**TASK STATEMENT:** Exact transcription of the data below is required, without the images.

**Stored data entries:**
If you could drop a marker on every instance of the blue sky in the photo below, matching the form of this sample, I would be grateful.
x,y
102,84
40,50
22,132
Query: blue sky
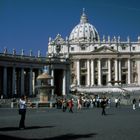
x,y
27,24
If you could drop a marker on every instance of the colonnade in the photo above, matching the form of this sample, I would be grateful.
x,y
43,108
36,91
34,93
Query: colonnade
x,y
17,81
113,70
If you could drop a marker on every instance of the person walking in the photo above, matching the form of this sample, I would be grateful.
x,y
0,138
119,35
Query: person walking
x,y
70,104
103,105
134,104
79,103
22,111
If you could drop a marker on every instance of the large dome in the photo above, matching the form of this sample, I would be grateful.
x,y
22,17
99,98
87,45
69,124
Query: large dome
x,y
84,31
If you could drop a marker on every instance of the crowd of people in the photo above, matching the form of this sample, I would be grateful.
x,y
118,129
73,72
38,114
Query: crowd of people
x,y
79,103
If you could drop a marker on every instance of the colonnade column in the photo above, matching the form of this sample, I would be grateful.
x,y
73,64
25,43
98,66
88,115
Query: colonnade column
x,y
5,82
64,83
52,81
30,82
33,83
78,72
99,72
116,71
88,73
120,71
92,72
14,82
22,81
109,72
129,71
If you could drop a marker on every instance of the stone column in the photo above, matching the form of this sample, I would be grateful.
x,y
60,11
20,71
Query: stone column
x,y
92,73
52,81
33,83
116,71
88,73
120,71
30,82
64,83
99,72
109,72
129,71
22,81
68,81
5,82
14,82
78,72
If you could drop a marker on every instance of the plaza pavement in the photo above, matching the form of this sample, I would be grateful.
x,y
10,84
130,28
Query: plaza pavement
x,y
87,124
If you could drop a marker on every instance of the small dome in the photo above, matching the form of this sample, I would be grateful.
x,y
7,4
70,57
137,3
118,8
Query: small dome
x,y
84,31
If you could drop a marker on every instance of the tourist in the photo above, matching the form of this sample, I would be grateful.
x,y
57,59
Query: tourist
x,y
70,105
79,103
103,106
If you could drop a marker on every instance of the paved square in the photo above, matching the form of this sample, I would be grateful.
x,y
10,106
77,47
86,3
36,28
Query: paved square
x,y
87,124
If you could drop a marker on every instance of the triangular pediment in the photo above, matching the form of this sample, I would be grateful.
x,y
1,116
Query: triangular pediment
x,y
105,49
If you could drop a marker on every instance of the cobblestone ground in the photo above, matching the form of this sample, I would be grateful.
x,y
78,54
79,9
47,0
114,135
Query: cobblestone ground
x,y
87,124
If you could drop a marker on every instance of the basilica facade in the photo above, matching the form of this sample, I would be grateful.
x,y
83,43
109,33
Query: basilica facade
x,y
95,61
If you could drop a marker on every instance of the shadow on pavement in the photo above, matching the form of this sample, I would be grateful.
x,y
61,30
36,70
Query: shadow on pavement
x,y
27,128
61,137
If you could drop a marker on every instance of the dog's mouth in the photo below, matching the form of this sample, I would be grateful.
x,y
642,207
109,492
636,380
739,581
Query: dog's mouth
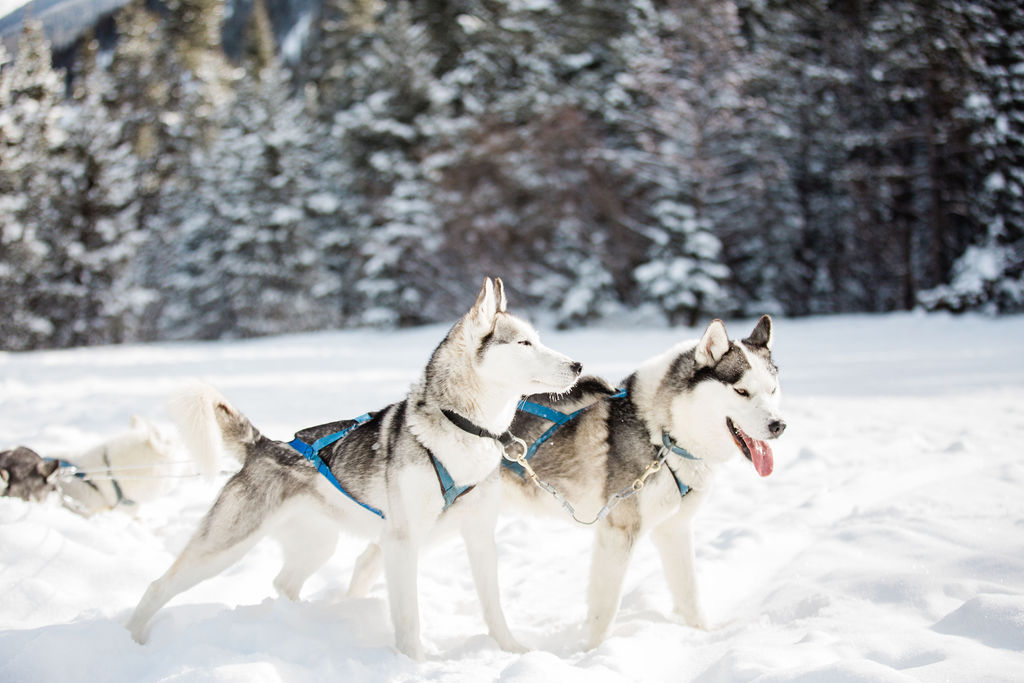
x,y
757,452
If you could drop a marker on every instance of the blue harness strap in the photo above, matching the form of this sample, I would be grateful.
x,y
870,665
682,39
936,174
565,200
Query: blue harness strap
x,y
311,453
681,452
449,488
557,418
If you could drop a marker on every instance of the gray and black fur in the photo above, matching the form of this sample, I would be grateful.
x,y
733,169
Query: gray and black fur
x,y
484,365
694,393
26,474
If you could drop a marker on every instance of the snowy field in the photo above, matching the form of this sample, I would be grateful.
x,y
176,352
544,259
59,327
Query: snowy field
x,y
887,546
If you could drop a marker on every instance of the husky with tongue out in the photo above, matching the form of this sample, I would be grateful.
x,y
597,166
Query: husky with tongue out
x,y
700,403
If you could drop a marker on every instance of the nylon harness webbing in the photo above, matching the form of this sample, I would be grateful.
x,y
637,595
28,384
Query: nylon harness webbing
x,y
78,473
450,492
311,453
559,419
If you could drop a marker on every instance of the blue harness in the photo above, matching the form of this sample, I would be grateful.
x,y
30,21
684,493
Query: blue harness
x,y
559,419
84,477
311,453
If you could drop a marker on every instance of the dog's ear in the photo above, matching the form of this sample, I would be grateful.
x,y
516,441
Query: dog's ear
x,y
500,300
483,311
46,468
762,335
713,345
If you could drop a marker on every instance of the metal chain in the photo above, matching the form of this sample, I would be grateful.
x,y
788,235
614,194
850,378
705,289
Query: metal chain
x,y
616,498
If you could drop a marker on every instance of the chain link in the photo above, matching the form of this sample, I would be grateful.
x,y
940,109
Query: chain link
x,y
616,498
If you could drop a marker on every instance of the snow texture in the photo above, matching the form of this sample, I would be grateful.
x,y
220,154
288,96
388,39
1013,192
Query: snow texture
x,y
887,546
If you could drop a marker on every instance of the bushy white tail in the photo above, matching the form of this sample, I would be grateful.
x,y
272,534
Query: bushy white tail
x,y
208,424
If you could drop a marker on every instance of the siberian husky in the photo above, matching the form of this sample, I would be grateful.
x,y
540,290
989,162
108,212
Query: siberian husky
x,y
454,420
127,469
698,403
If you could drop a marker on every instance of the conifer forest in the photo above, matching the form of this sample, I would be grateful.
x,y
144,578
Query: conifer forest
x,y
202,169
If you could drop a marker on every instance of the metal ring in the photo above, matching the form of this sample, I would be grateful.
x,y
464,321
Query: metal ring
x,y
515,441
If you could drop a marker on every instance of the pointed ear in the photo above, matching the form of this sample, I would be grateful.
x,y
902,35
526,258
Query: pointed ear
x,y
762,335
713,345
500,300
483,311
47,468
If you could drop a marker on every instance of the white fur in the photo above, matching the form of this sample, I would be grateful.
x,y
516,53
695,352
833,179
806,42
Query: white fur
x,y
484,389
144,461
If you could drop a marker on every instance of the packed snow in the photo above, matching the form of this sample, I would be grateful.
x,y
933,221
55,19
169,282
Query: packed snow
x,y
887,546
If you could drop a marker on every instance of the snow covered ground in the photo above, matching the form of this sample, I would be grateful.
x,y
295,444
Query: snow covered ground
x,y
887,546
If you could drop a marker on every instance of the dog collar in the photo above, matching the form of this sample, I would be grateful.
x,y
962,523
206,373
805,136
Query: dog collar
x,y
463,423
671,445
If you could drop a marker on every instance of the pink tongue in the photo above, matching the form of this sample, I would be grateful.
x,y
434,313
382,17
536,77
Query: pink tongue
x,y
761,455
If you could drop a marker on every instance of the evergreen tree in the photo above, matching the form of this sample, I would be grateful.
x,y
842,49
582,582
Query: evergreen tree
x,y
33,283
989,274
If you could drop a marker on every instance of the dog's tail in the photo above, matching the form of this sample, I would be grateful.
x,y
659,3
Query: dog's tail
x,y
208,423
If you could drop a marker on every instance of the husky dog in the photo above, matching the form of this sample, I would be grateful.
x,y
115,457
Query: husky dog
x,y
25,474
389,466
702,402
121,471
126,470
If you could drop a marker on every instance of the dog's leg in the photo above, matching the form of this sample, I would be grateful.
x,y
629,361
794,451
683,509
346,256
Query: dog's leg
x,y
478,534
674,539
307,544
400,560
612,549
229,529
368,568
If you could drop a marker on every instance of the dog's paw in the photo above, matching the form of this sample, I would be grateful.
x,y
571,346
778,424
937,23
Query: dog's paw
x,y
414,650
512,645
695,619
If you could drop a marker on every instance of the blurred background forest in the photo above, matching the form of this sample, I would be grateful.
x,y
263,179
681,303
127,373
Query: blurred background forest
x,y
201,169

**REPLY TO THE TASK:**
If you could drop a marker on every instance of the blue sky in the photo below, matching the form of this sample, I would be grateful.
x,y
102,84
40,50
22,132
Query: blue sky
x,y
27,24
If you could drop a marker on every instance of the colonnade in the photo above, matching the form of this sample, I would be grateful.
x,y
43,108
36,91
34,93
Query: colonnade
x,y
17,81
113,70
If you could drop a marker on every instance of the person walking in the photo above, matching the form of this sample, I would be grateful.
x,y
0,138
119,35
Query: person walking
x,y
70,104
103,105
134,104
79,103
22,111
If you could drop a marker on every instance of the large dome in the photo above, matching the form of this sample, I would be grateful.
x,y
22,17
99,98
87,45
69,124
Query: large dome
x,y
84,31
If you could drop a marker on every instance of the crowd of people in the photo above, matching the form of this sample, I would be grateful.
x,y
118,129
73,72
38,114
Query: crowd of people
x,y
79,103
If you could drop a marker on every instance of the colonnade column in the photo above, matching the form of this sample, I would be grateful.
x,y
73,64
25,43
98,66
88,115
Query: colonnade column
x,y
5,82
64,83
52,81
30,82
33,83
78,72
99,72
116,71
88,73
120,71
92,72
14,82
22,81
109,72
129,71
If you could drop a marker on every instance of the stone column in the photo above, matching the form of this sample, I would be grateful.
x,y
60,11
20,71
Query: stone column
x,y
92,73
52,81
33,83
116,71
88,73
120,71
30,82
64,83
99,72
109,72
129,71
22,81
68,81
5,82
14,82
78,72
If you could drop a marker on every instance of the plaza pavement in the photo above, matching the form of this sample, I would be grateful.
x,y
10,84
130,28
Query: plaza pavement
x,y
87,124
If you could drop a marker on every instance of the small dome in the photo above, matching the form of this sample, I would be grateful.
x,y
7,4
70,57
137,3
118,8
Query: small dome
x,y
84,31
If you could drop a marker on every instance of the tourist in the photo above, matching the form of this sample, I would be grateful.
x,y
57,59
Query: tourist
x,y
70,105
79,103
103,106
If you could drop a marker on every instance of the paved square in the photo above, matching the form of this sample, I would be grateful.
x,y
10,106
77,47
86,3
36,28
Query: paved square
x,y
87,124
If you could drop a marker on every instance of the triangular pediment in the photo above, matching the form of this sample, I would be grateful.
x,y
1,116
Query: triangular pediment
x,y
105,49
If you could drop a marker on every instance of the cobblestone ground in the photo above, matching the form of this sample, I would be grateful.
x,y
78,54
79,9
47,0
114,135
Query: cobblestone ground
x,y
87,124
If you could drop a marker on every instance of the basilica facade in the photo above, matching the form of this sample, I would be grateful.
x,y
83,43
109,33
Query: basilica facade
x,y
95,61
If you could drop a marker on every instance of the shadow on pavement in the photo above, matching the form of this sample, I would be grateful.
x,y
61,30
36,70
Query: shadow on pavement
x,y
27,128
61,137
If you could drop a marker on every instance of the dog's mouth in the photo below, matching the form of this sample, I would be grateful.
x,y
642,207
109,492
636,380
739,581
Query: dog's mouth
x,y
757,452
If you could drop a marker on every instance of the blue harness strap in the photo above, matching the form of this sample, I would be grateful.
x,y
870,665
682,39
936,174
565,200
Query: blue harness strap
x,y
311,453
681,452
449,488
557,418
If you could drop a marker on every instance of the gray and black fur in the photo above, matching the form of this sample, I would be grateful.
x,y
733,169
Query: gray and black fur
x,y
484,365
694,393
26,474
If you could drop a marker on every instance of the snowy field in the photo above, matching the form of this sample, I would be grateful.
x,y
176,352
544,259
59,327
Query: snowy field
x,y
887,546
If you could drop a marker on every instance of the husky with tongue out in the photo above, matching the form of this sample, I would be grateful.
x,y
597,166
Query: husky with tongue out
x,y
700,403
If you could drop a marker on every instance of the nylon harness webbing in the photo above, matching the form of this sample, I would be grateful.
x,y
637,595
28,384
Query: nylon harness webbing
x,y
78,473
450,492
311,453
559,419
If you could drop a marker on every instance of the blue harness in the photo above, matching the form of this sample, I would be grateful.
x,y
30,21
684,493
Query: blue harness
x,y
559,419
84,477
311,453
If you could drop a marker on every instance of the dog's ear in the photo above, matching the form of this sample, I would be grateful.
x,y
516,441
Query: dog's ear
x,y
500,300
483,311
46,468
762,335
713,345
If you could drop a marker on every instance of the metal chain in the photo above, matching the form of this sample, I would be grateful.
x,y
788,235
614,194
850,378
705,289
Query: metal chain
x,y
616,498
If you could drop a marker on every instance of the chain link in the photo above, matching the form of this sample, I would be grateful.
x,y
940,109
Query: chain link
x,y
616,498
If you could drop a marker on every instance of the snow texture in the photo above, matching the form of this sample, I would be grateful.
x,y
220,154
288,96
388,39
1013,192
Query: snow texture
x,y
887,546
If you could drop a marker on every instance of the bushy white tail in the photo above, matching the form of this sample, I would be grateful.
x,y
272,534
Query: bushy white tail
x,y
208,424
If you could drop a marker on every instance of the siberian husky in the photo above, matching the form of this sample, I would be grateful.
x,y
540,290
989,162
108,212
Query: siberian husky
x,y
454,420
127,469
698,403
If you could drop a marker on every instance of the conifer forest in the photo above, matching the form of this sample, I would be grateful.
x,y
144,578
Query: conifer forest
x,y
202,169
If you could drop a marker on every instance of the metal ring in the photo above, matching the form of this sample, I would be grateful.
x,y
464,321
Query: metal ring
x,y
515,441
If you could drop a marker on every instance of the pointed ear in the photo above, matching the form of this sample, I would be grateful.
x,y
902,35
526,258
Query: pointed ear
x,y
762,335
713,345
500,300
483,311
47,468
If you could drop a marker on every instance of the white fur in the photo above, matching the form of this sample, I would be grateful.
x,y
516,53
695,352
833,179
806,42
Query: white fur
x,y
484,389
144,461
If you could drop a marker on every instance of the packed snow in the photo above, matching the form of this sample, I would be grateful.
x,y
933,221
55,19
169,282
Query: packed snow
x,y
887,546
If you could drop a marker on every instance of the snow covered ground in the photo above, matching the form of this sample, I would be grateful.
x,y
295,444
Query: snow covered ground
x,y
887,546
If you could drop a marker on every instance of the dog collar in the photo above, matching the form of this sample, I would be grateful.
x,y
962,523
206,373
805,136
Query: dog collar
x,y
463,423
671,445
If you could drop a marker on every instance of the pink tongue in the photo above, matching the form of this sample, I would be grateful.
x,y
434,313
382,17
536,77
Query: pink tongue
x,y
761,455
If you could drop a marker on every instance of the evergreen tree in the photo above, matching the form of this sample, I would be grateful.
x,y
842,49
582,582
Query: evergreen tree
x,y
33,283
989,274
If you could drop a marker on every instance of the dog's tail in the photo above, matching the form of this sample, I would be grateful.
x,y
659,3
Query: dog's tail
x,y
208,423
If you could drop a marker on every instance of the husky dog in the photo above, matching the form of this sample, I would be grateful.
x,y
115,457
Query: husky dog
x,y
25,474
389,466
702,402
121,471
126,470
If you could drop a marker on every instance of the dog's leg in the photo above, matching the form of this sample, I would be grateful.
x,y
629,361
794,451
683,509
346,256
Query: dog's leg
x,y
478,534
674,539
307,544
400,560
612,549
229,529
368,568
If you could drop a marker on every instance of the dog's paw in the photo above, matching the form of this sample, I would be grateful.
x,y
571,346
778,424
937,23
Query: dog's paw
x,y
414,650
512,645
695,619
If you could drop a marker on every instance of the blurred background forest in the photo above, matching the form of this sample, I would be grateful.
x,y
263,179
681,303
127,373
Query: blurred background forest
x,y
201,169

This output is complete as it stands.